### Stated problem a
Please pull out every line of the rows below that contains the string "celosia". Case counts.

### Extracted text
Opinion
Docket No. 017763-2009
04-10-2012
Yanky Brenner, Esq. Law Office of Norman Douglas Smith Paul L. LaSalle, Esq. Cleary, Giacobbe, Alfieri, Jacobs, LLC
NOT FOR PUBLICATION WITHOUT APPROVAL OF
THE TAX COURT COMMITTEE ON OPINIONS
Patrick DeAlmeida
Presiding Judge
R.J. Hughes Justice Complex
P.O. Box 975
Trenton, New Jersey 08625-0975
(609) 292-8108 Fax: (609) 984-0805
Yanky Brenner, Esq.
Law Office of Norman Douglas Smith
Paul L. LaSalle, Esq.
Cleary, Giacobbe, Alfieri, Jacobs, LLC
Dear Counsel:
This letter constitutes the court's opinion with respect to defendant's motion to dismiss the Complaint pursuant to N.J.S.A. 54:51A-1(b) because all taxes due and payable for tax year 2009, the tax year under review, were not paid at the time that the Complaint was filed. For the reasons explained more fully below, defendant's motion is granted.
I. Findings of Fact and Procedural History
This letter opinion sets forth the court's findings of fact and conclusions of law on defendant's motion. R. 1:6-2(f). The findings of fact are based on the exhibits submitted by the parties on the motion.
Plaintiff Tilwy, LLC owns 7.72 acres of land in defendant Lakewood Township. The land is designated as Block 172, Lot 9 and is commonly known as 685 Squankum Road. The property is assessed at a total of $2,284,800 for tax year 2009.
Plaintiff challenged the assessment before the Ocean County Board of Taxation. On October 5, 2009, the county board issued a Judgment affirming the assessment.
On November 18, 2009, plaintiff filed a Complaint with this court challenging the Judgment of the county board. At the time that plaintiff filed its Complaint, none of the taxes due and owing on the property for tax year 2009 had been paid.
On December 10, 2009, defendant moved to dismiss the Complaint pursuant to N.J.S.A. 54:51A-1(b), which requires a taxpayer to have paid at the time of the filing of the Complaint all taxes due and owning for the tax year under review. The statute permits relaxation of the tax payment requirement in the "interests of justice."
According to the uncontested representations of plaintiff, while defendant's motion was pending the parties engaged in settlement negotiations. Apparently in order to facilitate further negotiations, the parties agreed that defendant would withdraw its motion in exchange for plaintiff's payment in full of all taxes due on the subject property for tax year 2009.
A January 21, 2010 letter from plaintiff's counsel to defendant's counsel provides:
Pursuant to our various phone conversations, enclosed please find a receipt from the Township of Lakewood Tax Collector's Office evidencing payment of $36,964.56. These monies were tendered
in certified funds in full payment of all outstanding 2009 taxes plus interest and penalties with regard to the above referenced property.
Kindly withdraw your Motion to Dismiss Plaintiff's Complaint which is returnable tomorrow and copy this office on your correspondence with the Tax Court.
Thank you for your cooperation and assistance in this matter.

### Records for this task
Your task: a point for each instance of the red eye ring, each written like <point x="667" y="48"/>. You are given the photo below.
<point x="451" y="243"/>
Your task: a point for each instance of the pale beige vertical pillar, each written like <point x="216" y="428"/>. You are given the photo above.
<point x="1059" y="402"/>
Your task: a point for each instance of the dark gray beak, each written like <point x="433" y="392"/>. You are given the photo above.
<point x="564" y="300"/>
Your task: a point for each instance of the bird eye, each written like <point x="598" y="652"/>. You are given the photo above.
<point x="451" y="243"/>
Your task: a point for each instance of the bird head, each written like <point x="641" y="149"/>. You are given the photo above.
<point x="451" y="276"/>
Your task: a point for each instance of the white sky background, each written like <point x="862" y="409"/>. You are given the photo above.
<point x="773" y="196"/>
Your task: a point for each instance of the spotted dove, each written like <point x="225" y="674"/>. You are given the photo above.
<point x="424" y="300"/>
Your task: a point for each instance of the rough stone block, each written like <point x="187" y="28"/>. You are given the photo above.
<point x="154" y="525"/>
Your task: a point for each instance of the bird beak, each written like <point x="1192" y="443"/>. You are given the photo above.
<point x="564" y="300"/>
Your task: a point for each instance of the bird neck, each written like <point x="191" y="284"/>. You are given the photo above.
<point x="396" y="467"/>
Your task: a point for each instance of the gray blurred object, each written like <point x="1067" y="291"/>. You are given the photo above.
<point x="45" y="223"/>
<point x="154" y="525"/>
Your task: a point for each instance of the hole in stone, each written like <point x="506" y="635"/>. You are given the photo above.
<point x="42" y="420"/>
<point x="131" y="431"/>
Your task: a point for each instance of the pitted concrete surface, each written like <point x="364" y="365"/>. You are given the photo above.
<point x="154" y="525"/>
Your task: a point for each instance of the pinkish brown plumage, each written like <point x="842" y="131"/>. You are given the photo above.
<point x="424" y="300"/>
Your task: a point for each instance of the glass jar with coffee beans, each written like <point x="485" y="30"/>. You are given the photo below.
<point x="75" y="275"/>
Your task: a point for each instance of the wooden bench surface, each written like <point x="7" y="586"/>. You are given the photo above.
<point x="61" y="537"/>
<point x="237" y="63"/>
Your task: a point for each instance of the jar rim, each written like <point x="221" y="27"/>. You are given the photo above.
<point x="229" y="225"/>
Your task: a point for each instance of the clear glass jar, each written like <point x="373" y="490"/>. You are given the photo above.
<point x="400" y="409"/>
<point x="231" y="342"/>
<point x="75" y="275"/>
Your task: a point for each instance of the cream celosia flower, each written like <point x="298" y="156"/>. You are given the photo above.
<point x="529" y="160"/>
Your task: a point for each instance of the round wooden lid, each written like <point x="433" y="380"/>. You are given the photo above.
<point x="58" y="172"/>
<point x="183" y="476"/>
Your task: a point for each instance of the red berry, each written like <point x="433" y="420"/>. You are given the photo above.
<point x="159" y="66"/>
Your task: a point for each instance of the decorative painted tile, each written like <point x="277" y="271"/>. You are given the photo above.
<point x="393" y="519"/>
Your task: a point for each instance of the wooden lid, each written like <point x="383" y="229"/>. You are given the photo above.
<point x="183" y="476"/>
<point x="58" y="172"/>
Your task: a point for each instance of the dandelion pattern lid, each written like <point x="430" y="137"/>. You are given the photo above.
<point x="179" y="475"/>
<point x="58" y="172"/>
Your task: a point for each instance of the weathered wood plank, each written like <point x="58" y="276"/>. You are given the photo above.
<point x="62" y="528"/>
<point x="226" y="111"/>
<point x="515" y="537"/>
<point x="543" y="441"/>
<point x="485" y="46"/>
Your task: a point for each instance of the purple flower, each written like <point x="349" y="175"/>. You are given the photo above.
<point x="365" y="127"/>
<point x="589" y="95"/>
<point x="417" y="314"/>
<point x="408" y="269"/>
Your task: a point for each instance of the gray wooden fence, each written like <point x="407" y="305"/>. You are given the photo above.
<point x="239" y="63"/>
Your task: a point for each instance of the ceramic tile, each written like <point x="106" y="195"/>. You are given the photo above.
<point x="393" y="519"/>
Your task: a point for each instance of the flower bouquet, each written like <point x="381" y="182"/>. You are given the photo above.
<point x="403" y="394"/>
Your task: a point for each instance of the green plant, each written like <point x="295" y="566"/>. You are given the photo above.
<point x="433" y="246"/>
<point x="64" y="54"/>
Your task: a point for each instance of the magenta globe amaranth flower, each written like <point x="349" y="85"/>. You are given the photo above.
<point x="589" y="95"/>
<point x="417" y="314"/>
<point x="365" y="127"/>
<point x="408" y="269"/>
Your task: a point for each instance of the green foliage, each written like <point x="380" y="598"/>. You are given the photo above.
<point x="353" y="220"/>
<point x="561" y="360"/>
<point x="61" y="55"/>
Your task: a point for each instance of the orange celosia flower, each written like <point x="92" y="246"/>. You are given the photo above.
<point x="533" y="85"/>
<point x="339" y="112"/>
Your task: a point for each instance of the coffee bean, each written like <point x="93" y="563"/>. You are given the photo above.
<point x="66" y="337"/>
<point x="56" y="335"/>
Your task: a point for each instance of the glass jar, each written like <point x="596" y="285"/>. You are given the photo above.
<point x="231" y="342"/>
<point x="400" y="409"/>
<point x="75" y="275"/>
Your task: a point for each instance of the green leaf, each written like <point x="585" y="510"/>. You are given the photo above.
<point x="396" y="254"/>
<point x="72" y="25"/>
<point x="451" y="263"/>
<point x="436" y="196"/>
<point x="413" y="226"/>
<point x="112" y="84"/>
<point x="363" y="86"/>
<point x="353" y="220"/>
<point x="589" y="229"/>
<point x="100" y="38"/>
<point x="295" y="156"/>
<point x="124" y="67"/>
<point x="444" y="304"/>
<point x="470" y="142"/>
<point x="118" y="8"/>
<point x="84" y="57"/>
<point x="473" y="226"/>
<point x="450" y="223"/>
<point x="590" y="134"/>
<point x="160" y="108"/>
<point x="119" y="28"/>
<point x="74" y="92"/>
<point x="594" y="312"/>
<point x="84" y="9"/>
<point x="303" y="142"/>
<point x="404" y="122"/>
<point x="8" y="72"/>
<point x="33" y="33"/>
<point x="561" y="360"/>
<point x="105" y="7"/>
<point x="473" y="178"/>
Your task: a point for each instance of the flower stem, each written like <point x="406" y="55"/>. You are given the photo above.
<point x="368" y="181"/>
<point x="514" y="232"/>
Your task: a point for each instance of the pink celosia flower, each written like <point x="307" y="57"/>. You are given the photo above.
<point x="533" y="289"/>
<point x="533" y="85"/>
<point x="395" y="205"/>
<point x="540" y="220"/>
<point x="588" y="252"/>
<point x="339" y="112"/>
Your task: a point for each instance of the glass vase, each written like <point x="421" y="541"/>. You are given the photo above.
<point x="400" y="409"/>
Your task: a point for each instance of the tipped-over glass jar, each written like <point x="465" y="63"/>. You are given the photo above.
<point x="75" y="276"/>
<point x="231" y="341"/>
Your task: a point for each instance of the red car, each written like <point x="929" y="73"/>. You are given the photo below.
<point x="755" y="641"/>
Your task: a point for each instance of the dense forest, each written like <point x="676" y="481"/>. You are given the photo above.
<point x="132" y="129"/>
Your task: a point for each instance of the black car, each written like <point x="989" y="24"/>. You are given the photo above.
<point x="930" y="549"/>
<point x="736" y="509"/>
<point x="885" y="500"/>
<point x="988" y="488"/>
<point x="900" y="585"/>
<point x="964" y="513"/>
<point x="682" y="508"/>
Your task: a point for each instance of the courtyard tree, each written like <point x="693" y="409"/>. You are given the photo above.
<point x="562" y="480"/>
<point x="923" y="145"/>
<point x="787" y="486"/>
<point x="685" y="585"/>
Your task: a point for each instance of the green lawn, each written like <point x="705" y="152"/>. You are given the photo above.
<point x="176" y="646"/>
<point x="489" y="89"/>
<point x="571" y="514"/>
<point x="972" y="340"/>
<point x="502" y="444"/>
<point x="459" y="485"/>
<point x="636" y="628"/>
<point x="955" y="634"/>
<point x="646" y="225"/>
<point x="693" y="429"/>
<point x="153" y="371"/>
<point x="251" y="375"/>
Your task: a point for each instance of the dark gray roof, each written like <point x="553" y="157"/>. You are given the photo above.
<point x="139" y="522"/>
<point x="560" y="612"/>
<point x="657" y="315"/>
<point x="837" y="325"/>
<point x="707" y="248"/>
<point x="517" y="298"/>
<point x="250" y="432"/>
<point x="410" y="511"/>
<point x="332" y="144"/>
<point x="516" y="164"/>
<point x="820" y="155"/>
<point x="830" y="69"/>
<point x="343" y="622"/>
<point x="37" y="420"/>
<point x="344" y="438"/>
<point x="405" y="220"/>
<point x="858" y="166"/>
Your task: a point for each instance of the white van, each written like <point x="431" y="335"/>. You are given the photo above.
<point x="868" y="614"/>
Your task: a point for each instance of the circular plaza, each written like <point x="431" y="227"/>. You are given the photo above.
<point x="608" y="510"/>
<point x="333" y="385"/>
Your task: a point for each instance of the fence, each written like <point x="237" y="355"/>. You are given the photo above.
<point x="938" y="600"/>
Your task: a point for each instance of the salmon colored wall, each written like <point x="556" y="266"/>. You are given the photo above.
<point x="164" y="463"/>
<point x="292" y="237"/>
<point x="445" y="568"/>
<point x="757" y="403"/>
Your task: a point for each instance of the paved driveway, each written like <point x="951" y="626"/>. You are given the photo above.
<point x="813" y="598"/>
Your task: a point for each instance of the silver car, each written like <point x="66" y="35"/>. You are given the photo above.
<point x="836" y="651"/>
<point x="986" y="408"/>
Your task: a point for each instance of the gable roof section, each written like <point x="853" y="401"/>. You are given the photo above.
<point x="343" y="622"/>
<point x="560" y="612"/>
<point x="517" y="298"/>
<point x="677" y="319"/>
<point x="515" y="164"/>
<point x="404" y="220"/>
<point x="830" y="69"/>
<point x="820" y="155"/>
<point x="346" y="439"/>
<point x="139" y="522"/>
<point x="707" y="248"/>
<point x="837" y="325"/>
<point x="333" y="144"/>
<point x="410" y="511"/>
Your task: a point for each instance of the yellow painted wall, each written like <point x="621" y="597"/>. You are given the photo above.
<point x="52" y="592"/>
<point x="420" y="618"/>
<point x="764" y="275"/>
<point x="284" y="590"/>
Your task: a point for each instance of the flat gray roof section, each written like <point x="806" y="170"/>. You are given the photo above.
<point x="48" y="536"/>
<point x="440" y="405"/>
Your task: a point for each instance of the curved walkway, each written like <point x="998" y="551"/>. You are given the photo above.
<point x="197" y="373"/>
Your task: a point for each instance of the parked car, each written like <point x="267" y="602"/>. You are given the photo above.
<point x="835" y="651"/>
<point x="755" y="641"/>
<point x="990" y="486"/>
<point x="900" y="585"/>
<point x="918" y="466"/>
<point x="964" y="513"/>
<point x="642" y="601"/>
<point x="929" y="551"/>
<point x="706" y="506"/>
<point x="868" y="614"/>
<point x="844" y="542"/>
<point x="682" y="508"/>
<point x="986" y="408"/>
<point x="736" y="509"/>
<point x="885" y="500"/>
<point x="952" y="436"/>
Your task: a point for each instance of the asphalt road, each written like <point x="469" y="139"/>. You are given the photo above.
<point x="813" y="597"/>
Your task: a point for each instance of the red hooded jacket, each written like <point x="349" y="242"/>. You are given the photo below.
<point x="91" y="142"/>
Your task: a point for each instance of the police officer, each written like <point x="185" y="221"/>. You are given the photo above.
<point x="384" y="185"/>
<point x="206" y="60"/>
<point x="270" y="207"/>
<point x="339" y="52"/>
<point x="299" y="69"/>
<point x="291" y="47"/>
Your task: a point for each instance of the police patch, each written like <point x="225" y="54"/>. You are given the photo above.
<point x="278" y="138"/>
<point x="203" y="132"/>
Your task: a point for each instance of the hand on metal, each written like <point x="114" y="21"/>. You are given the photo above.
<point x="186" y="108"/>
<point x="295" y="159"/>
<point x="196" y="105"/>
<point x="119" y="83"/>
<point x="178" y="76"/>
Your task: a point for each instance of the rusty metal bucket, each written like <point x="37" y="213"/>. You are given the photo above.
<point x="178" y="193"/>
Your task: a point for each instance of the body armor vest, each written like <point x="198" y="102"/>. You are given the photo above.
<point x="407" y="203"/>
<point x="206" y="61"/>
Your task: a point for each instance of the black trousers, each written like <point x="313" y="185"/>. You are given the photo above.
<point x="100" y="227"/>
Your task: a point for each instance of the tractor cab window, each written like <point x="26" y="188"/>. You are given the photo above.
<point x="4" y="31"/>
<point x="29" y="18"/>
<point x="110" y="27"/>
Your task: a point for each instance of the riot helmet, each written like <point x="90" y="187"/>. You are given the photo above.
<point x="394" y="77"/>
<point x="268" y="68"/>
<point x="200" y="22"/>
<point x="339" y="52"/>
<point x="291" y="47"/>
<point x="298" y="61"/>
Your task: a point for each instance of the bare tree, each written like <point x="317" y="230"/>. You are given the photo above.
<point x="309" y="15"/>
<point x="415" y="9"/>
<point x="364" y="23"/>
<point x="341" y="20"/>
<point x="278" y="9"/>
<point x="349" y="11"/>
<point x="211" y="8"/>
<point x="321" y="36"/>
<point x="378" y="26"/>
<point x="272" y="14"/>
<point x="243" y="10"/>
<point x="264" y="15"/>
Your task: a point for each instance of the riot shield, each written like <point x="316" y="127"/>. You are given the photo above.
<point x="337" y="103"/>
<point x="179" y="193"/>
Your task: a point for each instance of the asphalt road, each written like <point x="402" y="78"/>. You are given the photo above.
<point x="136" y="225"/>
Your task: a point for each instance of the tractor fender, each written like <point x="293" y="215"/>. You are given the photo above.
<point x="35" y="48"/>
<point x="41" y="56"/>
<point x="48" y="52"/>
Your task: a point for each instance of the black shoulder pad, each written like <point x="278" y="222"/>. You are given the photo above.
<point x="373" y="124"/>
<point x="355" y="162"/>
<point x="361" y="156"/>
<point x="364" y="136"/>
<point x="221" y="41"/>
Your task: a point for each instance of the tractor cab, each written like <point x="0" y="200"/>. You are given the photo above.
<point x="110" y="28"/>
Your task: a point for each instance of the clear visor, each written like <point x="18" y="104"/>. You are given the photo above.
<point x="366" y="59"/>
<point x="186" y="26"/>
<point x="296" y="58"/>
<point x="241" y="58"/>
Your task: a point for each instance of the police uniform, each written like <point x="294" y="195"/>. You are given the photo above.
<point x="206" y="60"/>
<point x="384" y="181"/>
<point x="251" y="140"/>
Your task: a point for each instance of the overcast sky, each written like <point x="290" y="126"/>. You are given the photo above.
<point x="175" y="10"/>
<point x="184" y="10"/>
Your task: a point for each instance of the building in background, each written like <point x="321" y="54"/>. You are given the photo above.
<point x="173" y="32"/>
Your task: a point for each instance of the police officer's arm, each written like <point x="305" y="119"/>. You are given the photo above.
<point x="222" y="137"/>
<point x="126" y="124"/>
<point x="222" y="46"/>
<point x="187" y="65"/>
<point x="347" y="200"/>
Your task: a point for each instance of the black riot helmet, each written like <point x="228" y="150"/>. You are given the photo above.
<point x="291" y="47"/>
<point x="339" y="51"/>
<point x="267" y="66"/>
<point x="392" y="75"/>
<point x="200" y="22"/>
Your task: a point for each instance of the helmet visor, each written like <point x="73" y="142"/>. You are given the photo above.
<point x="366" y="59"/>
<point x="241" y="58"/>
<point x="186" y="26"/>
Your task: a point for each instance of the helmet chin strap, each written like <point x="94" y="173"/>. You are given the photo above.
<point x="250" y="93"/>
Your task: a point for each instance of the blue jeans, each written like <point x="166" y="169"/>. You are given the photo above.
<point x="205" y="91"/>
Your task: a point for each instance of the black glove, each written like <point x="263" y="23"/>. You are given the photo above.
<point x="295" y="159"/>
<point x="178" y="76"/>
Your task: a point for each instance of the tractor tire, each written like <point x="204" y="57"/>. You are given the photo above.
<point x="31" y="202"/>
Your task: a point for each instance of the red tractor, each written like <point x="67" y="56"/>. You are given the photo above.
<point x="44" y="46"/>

### Stated problem b
Write out the passage of the tax court opinion above from "Kindly withdraw your" up to and including "in this matter.", unchanged.

### Task result a
Your task: a point for each instance of the cream celosia flower, each written like <point x="298" y="156"/>. You are given the photo above.
Your task: a point for each instance of the orange celosia flower, each written like <point x="92" y="246"/>. You are given the photo above.
Your task: a point for each instance of the pink celosia flower, each written like <point x="307" y="57"/>. You are given the photo above.

### Task result b
Kindly withdraw your Motion to Dismiss Plaintiff's Complaint which is returnable tomorrow and copy this office on your correspondence with the Tax Court.
Thank you for your cooperation and assistance in this matter.